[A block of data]
'''

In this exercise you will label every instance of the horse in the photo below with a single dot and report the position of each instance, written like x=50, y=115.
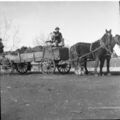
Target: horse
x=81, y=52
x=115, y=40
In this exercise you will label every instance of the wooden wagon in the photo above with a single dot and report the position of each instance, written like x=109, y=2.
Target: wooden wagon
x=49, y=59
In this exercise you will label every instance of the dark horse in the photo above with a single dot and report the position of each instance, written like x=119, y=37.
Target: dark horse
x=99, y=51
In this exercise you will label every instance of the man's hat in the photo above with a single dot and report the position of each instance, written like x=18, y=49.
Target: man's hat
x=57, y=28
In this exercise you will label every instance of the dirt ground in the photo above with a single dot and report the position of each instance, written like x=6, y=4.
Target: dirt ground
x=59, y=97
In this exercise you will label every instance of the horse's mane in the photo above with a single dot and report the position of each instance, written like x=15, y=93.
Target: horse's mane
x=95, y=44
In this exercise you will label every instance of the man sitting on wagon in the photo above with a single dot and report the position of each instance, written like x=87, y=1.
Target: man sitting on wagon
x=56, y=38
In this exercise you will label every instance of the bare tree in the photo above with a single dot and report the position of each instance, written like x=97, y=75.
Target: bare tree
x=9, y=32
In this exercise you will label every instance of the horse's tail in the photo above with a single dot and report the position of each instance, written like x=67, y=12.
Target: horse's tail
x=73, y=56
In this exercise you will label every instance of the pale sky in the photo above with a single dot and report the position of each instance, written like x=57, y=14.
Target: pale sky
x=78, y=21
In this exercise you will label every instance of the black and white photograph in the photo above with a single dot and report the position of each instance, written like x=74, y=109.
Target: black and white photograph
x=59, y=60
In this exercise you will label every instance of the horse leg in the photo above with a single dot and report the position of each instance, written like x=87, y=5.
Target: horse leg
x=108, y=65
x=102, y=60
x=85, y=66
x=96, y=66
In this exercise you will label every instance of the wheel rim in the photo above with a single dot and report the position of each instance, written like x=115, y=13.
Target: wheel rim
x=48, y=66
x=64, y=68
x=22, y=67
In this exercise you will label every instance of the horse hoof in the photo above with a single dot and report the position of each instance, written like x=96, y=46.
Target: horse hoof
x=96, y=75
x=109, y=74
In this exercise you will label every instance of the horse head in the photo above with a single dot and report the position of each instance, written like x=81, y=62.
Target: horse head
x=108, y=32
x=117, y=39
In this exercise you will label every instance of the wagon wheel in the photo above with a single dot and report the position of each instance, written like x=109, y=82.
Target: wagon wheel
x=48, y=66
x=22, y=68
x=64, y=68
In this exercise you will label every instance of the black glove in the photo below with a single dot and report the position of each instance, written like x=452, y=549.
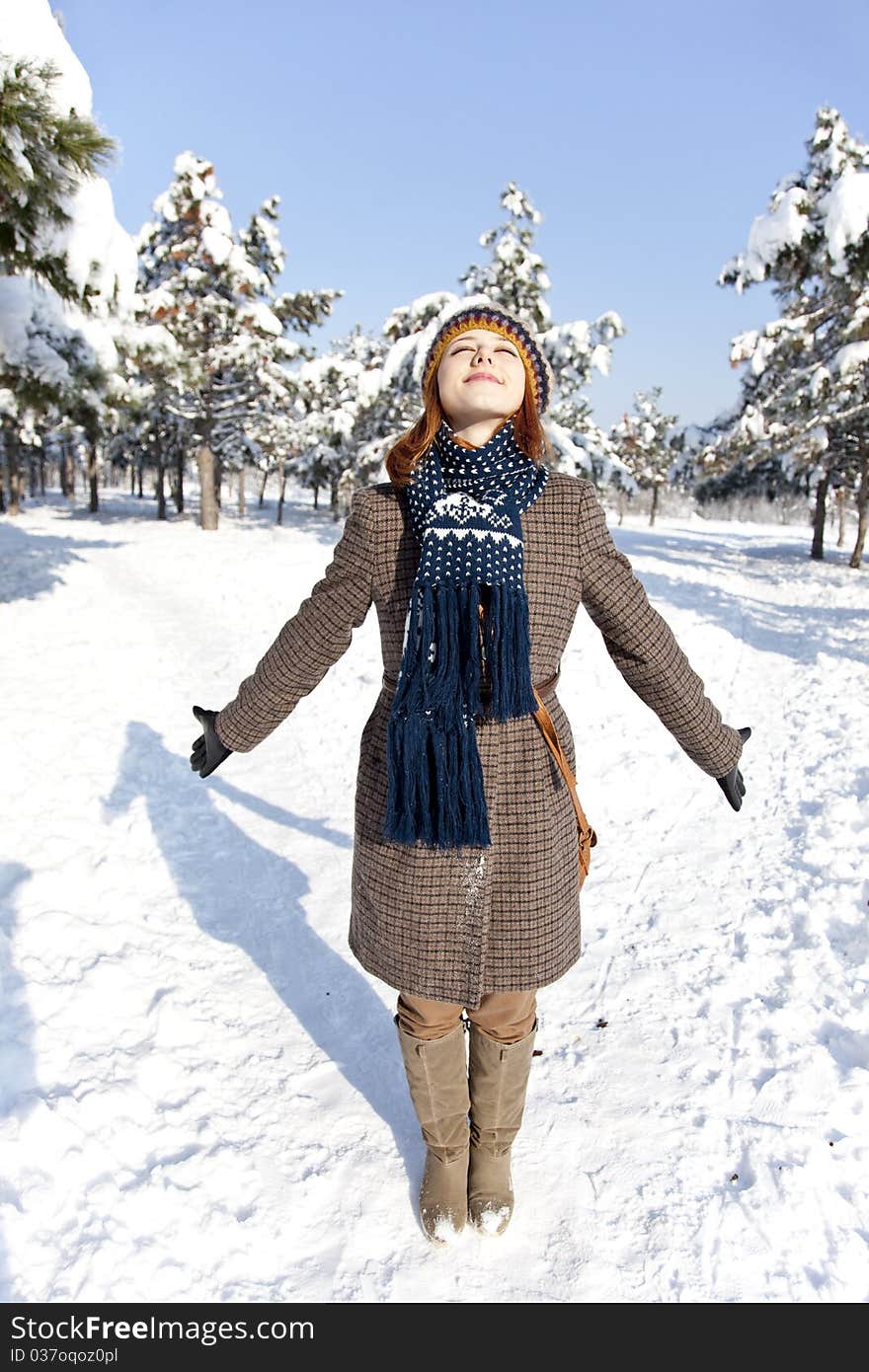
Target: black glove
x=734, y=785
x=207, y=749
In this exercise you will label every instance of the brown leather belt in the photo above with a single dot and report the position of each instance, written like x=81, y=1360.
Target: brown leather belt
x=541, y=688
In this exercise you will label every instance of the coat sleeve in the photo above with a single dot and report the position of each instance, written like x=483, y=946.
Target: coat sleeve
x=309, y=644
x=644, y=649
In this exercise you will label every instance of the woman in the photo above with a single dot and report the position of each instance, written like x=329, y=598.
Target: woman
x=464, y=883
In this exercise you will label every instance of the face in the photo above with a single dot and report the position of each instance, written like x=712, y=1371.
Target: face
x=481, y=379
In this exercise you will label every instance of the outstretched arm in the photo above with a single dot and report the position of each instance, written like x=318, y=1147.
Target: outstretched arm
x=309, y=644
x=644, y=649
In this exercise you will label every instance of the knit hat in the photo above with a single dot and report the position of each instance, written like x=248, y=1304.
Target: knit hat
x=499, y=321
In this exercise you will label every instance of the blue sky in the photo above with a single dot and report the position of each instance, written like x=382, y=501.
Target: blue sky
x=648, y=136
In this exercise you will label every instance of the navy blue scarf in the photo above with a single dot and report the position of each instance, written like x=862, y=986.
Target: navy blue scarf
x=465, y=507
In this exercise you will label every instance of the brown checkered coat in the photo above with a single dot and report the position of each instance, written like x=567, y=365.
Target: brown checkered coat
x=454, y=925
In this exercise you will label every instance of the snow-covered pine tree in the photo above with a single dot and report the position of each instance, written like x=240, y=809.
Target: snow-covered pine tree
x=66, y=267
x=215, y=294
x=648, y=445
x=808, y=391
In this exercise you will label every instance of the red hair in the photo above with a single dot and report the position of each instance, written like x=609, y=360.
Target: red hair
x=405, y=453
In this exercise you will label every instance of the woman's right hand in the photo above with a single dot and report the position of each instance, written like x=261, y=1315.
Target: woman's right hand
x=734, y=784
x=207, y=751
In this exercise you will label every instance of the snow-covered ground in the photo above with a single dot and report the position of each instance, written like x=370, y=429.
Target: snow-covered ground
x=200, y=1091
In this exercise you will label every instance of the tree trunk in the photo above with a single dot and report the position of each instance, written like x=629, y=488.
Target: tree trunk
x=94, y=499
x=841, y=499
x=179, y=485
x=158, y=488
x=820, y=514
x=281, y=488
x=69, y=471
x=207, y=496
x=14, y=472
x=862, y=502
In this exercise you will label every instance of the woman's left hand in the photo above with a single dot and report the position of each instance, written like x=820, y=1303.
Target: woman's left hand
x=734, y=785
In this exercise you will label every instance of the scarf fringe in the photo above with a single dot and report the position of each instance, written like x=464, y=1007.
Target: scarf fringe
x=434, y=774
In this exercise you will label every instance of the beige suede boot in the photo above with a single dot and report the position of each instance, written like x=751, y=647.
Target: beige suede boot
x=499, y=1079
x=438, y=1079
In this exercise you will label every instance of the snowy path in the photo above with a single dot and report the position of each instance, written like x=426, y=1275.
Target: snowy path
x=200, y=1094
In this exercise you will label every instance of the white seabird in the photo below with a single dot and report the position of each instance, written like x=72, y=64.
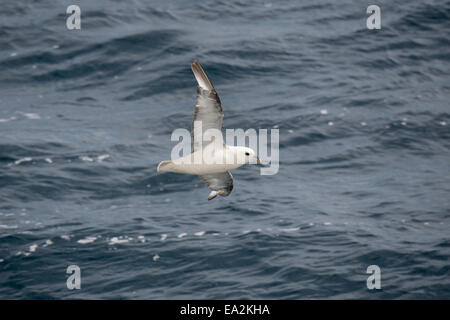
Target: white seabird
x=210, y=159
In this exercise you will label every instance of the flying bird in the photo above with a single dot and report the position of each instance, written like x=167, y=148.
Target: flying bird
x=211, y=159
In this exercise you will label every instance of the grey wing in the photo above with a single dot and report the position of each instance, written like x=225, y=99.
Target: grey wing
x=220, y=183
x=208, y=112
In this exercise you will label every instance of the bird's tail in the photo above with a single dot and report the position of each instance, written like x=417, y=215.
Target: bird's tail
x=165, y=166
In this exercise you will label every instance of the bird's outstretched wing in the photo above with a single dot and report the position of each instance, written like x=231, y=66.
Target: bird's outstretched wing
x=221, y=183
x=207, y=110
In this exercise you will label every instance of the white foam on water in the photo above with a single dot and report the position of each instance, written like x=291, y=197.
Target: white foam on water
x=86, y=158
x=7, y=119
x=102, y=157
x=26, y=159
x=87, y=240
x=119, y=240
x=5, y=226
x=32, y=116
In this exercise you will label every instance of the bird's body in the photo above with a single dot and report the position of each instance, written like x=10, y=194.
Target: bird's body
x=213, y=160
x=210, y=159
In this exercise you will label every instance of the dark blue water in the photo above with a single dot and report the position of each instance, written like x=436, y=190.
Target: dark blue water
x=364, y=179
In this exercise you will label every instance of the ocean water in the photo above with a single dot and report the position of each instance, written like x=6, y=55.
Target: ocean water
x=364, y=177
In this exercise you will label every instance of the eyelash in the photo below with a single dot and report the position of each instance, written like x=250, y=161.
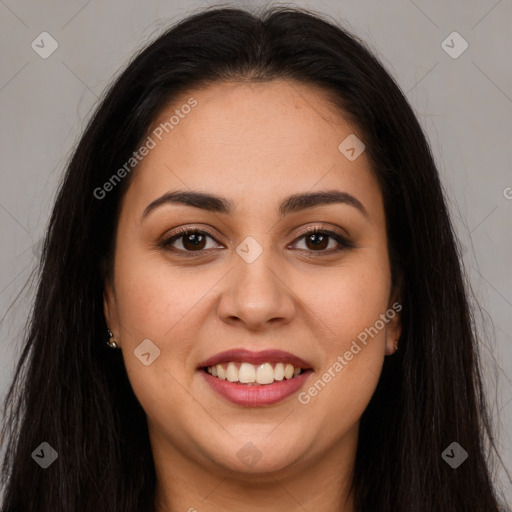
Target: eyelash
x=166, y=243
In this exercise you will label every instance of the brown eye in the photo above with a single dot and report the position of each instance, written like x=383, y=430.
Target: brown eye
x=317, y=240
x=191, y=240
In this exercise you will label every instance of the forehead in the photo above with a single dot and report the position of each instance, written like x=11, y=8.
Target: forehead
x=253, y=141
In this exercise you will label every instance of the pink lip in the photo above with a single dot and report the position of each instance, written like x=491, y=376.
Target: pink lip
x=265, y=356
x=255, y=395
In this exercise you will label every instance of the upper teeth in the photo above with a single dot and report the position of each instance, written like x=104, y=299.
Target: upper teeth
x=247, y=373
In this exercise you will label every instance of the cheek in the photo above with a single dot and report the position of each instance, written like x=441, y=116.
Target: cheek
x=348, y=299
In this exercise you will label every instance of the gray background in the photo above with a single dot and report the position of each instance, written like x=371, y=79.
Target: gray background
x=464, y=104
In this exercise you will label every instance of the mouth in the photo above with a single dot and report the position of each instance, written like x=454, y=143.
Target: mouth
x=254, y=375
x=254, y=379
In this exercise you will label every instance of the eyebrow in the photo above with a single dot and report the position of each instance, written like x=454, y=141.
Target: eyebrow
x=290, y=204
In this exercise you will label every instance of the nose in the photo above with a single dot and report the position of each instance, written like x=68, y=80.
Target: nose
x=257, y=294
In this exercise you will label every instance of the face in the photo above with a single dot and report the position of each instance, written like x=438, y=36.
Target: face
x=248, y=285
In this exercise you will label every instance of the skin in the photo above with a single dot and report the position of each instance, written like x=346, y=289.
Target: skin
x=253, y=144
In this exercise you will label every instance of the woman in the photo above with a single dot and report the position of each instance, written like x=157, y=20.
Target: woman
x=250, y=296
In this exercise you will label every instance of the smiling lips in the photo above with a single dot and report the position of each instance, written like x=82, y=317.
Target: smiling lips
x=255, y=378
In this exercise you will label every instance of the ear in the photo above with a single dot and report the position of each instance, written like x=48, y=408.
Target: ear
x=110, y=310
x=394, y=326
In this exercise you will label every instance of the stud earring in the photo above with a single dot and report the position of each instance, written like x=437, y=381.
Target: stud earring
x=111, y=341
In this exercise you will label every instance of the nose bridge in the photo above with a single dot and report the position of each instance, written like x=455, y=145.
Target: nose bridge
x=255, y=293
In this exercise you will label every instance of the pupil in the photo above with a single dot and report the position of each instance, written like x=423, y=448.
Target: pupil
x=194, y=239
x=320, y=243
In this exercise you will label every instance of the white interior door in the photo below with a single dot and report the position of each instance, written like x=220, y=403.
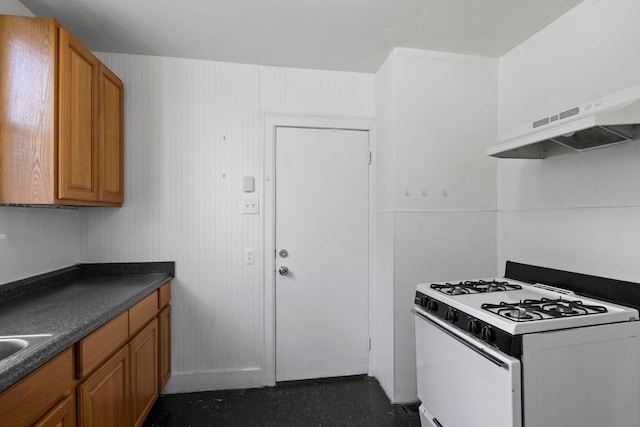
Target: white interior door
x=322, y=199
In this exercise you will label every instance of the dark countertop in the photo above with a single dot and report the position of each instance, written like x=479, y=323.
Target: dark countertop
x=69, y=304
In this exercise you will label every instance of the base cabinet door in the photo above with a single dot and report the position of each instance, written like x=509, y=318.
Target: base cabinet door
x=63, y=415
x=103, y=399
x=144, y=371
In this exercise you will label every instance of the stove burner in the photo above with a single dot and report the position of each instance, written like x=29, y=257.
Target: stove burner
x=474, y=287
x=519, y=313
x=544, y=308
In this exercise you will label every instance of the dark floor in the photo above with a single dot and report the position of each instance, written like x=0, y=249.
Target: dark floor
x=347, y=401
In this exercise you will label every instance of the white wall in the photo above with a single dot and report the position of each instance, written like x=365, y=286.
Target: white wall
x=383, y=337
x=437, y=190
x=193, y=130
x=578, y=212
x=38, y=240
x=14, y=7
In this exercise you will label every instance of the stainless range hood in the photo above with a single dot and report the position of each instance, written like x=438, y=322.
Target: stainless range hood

'''

What is asked →
Rescale everything from the start of the items down to the line containing "x=115, y=40", keeping the requests unchanged but multiplying each answer coordinate by 2.6 and rounding to whole numbers, halves up. Leave the pictures out.

Result →
In this exercise you will label every instance of the horse in the photo below with a single dot and report the position of each instance, written like x=50, y=115.
Target: horse
x=211, y=135
x=299, y=104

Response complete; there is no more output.